• [Kutipan Pilihan]:
● ● ● ● ● ● ●
TASIKMLAYAFOKUSJabar.id : Sebuah gebrakan transformatif baru saja terjadi di jantung Kabupaten Tasikmalaya. Pondok Pesantren (Ponpes) Cipasung, yang selama ini di kenal sebagai benteng pendidikan agama. Kini resmi menyandang predikat percontohan “Kampung Pangan” dari Badan Gizi Nasional (BGN).
Pengukuhan ini di lakukan oleh Wakil Kepala BGN, Irjen Pol Sony Sonjaya, S.I.K., pada Kamis, 27 November 2025 lalu. Bertepatan dengan agenda Mauidhoh Khasanah mengenang 100 Hari Almaghfurlah KH Koko Komarudin Ruhiat, menyongsong 100 Tahun Pondok Pesanan Cipasung.
Peresmian ini bukan sekadar seremoni, melainkan sebuah manuver strategis yang di rancang untuk menjadi solusi langsung. Terhadap tantangan logistik program unggulan pemerintah, Makan Bergizi Gratis (MBG).
Program MBG, yang di luncurkan Presiden Prabowo Subianto pada Februari 2025, telah meledak. Dengan 16.000 Dapur Satuan Pelayanan Pemenuhan Gizi (SPPG) yang melayani 44 juta penerima manfaat di seluruh Indonesia. Dan skala kebutuhan pasokan pangan menjadi masif.
Irjen Pol Sony Sonjaya mengungkapkan adanya ancaman nyata di lapangan: terganggunya hukum permintaan dan penawaran.
”Wortel, kacang panjang, buncis, itu harganya sudah tinggi. Ini akan berbahaya apabila kita tidak menyiapkan pasokan sendiri di lingkungan pesantren,” tegas Sony.
Lonjakan permintaan dari dapur SPPG di khawatirkan akan menguras stok pasar tradisional dan memicu inflasi harga pangan. Dengan menjadikan pesantren sebagai produsen mandiri. Cipasung di harapkan mampu memutus rantai ketergantungan pada pasar umum, sehingga membantu menjaga stabilitas harga.
Memaksimalkan Lahan “Tidur” dan Inovasi Tani
BGN menawarkan solusi yang sangat praktis dan berbasis pada pemanfaatan ruang. Pesan utamanya: tidak boleh ada lahan di lingkungan pesantren yang “tidur” atau mubazir.
Pemanfaatan Lahan Kosong. Area sekitar asrama di manfaatkan untuk menanam sayuran cepat panen. Antara lain kangkung darat dan pakcoy, yang sangat di butuhkan oleh dapur SPPG.
● ● ● ● ● ● ●
• [Entri Data]:
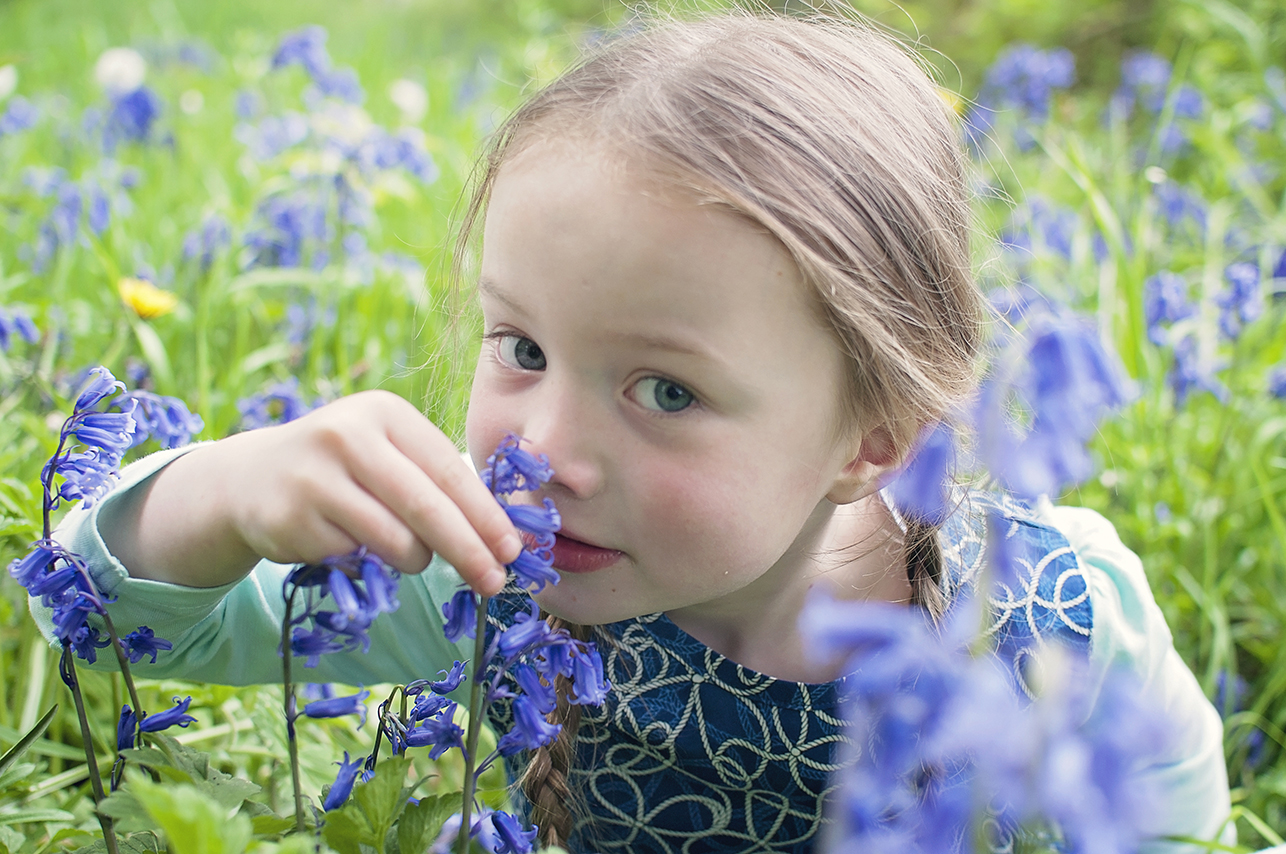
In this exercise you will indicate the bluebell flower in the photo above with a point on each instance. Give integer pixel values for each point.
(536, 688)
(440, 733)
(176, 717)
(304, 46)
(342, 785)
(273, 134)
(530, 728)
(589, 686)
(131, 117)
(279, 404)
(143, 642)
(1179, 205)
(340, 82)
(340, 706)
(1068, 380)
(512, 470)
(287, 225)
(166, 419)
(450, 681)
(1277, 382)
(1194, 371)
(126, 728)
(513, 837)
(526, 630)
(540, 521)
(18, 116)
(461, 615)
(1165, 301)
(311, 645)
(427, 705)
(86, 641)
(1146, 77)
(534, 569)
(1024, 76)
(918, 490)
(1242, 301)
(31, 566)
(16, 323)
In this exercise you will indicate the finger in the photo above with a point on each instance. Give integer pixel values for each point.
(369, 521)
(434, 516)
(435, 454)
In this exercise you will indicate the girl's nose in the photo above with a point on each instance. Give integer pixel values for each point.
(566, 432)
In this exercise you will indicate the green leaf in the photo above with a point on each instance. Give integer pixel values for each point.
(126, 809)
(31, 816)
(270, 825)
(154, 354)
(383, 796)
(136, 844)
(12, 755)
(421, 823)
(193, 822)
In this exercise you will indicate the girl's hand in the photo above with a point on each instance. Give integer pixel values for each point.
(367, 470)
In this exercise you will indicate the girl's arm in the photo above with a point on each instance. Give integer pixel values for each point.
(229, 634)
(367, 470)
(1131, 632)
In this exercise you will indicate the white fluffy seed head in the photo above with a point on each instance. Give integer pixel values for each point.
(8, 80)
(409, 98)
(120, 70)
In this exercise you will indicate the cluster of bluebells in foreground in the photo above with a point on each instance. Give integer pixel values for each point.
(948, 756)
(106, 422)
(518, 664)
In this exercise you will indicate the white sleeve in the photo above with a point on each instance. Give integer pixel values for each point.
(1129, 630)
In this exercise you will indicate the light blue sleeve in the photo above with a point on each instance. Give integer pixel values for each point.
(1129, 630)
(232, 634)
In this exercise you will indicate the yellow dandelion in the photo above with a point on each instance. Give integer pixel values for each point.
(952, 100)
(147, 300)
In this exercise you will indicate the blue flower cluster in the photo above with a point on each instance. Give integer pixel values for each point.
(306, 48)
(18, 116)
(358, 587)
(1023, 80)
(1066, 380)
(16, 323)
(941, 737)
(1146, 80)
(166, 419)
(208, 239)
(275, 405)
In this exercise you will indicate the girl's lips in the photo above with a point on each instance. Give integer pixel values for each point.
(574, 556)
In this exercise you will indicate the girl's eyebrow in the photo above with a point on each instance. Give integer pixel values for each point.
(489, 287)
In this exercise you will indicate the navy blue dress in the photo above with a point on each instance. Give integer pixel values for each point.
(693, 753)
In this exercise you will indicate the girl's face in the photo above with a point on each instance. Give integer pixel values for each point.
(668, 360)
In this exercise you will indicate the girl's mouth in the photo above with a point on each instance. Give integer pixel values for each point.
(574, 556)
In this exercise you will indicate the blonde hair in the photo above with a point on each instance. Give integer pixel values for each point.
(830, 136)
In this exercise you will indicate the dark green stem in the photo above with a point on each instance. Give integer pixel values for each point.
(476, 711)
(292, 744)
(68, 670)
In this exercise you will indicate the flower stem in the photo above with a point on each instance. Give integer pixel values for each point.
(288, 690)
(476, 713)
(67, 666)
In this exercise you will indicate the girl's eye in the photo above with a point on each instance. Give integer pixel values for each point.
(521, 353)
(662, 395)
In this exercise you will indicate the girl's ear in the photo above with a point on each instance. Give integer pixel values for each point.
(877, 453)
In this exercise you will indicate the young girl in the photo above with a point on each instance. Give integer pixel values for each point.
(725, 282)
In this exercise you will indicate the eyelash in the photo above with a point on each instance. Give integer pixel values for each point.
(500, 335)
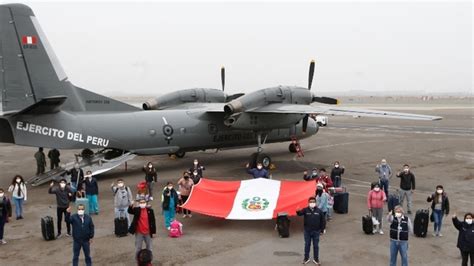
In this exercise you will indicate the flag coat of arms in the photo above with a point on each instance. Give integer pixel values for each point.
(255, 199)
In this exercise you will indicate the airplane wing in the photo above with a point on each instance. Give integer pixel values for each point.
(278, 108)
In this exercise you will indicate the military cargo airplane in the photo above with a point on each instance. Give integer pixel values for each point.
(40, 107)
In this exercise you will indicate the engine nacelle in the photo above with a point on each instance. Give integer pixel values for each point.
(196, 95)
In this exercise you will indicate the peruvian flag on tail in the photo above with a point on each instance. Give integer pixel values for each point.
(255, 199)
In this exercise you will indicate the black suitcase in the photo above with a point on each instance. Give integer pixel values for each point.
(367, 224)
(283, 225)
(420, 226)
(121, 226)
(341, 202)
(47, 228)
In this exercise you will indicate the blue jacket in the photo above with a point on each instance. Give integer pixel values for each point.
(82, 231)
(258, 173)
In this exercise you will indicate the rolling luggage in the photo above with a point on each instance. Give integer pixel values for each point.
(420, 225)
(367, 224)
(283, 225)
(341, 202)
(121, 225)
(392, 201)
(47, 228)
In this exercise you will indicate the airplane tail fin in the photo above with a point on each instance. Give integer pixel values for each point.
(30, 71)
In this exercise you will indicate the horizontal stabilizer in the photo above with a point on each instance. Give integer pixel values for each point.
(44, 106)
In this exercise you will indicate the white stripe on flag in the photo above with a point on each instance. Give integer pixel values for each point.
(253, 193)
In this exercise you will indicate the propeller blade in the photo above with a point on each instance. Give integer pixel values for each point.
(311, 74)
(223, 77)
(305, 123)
● ● ● ● ● ● ●
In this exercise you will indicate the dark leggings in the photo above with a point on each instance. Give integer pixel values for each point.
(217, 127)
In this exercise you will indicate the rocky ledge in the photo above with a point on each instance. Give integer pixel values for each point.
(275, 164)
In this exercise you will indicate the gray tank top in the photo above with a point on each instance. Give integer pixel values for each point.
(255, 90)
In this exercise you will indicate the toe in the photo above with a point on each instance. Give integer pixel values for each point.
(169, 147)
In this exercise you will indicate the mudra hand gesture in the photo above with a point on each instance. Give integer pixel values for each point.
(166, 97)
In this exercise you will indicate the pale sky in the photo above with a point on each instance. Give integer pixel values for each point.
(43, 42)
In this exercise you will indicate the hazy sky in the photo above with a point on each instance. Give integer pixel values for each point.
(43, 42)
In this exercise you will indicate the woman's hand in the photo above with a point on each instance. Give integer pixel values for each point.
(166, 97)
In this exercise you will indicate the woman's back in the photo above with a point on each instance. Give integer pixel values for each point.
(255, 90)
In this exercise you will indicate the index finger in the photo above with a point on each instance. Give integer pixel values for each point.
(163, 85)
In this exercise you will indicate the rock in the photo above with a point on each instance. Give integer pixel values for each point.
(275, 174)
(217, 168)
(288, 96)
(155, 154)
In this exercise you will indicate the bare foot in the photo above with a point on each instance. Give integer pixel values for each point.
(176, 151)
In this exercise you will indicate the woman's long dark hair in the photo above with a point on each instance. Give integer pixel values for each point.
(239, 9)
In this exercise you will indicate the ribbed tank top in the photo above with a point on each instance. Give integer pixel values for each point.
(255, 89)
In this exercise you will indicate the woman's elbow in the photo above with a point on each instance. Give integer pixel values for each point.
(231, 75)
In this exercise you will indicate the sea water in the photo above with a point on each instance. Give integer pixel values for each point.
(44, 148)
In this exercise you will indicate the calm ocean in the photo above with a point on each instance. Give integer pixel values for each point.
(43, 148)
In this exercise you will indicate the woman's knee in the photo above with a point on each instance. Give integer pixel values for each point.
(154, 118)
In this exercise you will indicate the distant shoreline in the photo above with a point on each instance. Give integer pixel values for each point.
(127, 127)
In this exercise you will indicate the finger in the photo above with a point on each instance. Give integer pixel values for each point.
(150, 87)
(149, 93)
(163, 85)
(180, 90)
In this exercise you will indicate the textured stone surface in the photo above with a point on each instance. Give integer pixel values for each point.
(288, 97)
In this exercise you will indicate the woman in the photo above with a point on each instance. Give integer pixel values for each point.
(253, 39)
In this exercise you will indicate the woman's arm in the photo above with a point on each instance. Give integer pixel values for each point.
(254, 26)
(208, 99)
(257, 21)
● ● ● ● ● ● ●
• [Tugas yang Dikerjakan]:
1. Tentukan apakah setiap pernyataan berikut sesuai dengan kutipan tentang Kampung Pangan di Ponpes Cipasung. Jawab ya atau tidak, lalu kutip kata-kata penentunya dari kutipan itu dengan tepat.
(a) Pengukuhan Ponpes Cipasung dilakukan oleh Wakil Kepala BGN pada 27 November 2025.
(b) Program Makan Bergizi Gratis diluncurkan pada Januari 2025.
(c) Area sekitar asrama dipakai untuk menanam sayuran cepat panen.
2. Ringkaslah kutipan tentang Kampung Pangan di Ponpes Cipasung dalam dua kalimat.
Data di atas tidak diperlukan sama sekali.

• [Jawaban Tugas]:
1.
(a) Ya: "Pengukuhan ini di lakukan oleh Wakil Kepala BGN, Irjen Pol Sony Sonjaya, S.I.K., pada Kamis, 27 November 2025 lalu."
(b) Tidak: "di luncurkan Presiden Prabowo Subianto pada Februari 2025"
(c) Ya: "Area sekitar asrama di manfaatkan untuk menanam sayuran cepat panen."

2. Ponpes Cipasung di Kabupaten Tasikmalaya resmi dikukuhkan sebagai percontohan "Kampung Pangan" dari Badan Gizi Nasional pada 27 November 2025 sebagai solusi atas tantangan logistik program Makan Bergizi Gratis, yang lonjakan permintaannya dikhawatirkan menguras stok pasar tradisional dan memicu inflasi harga pangan. BGN menegaskan bahwa tidak boleh ada lahan pesantren yang "tidur", misalnya dengan menanam sayuran cepat panen seperti kangkung darat dan pakcoy di sekitar asrama.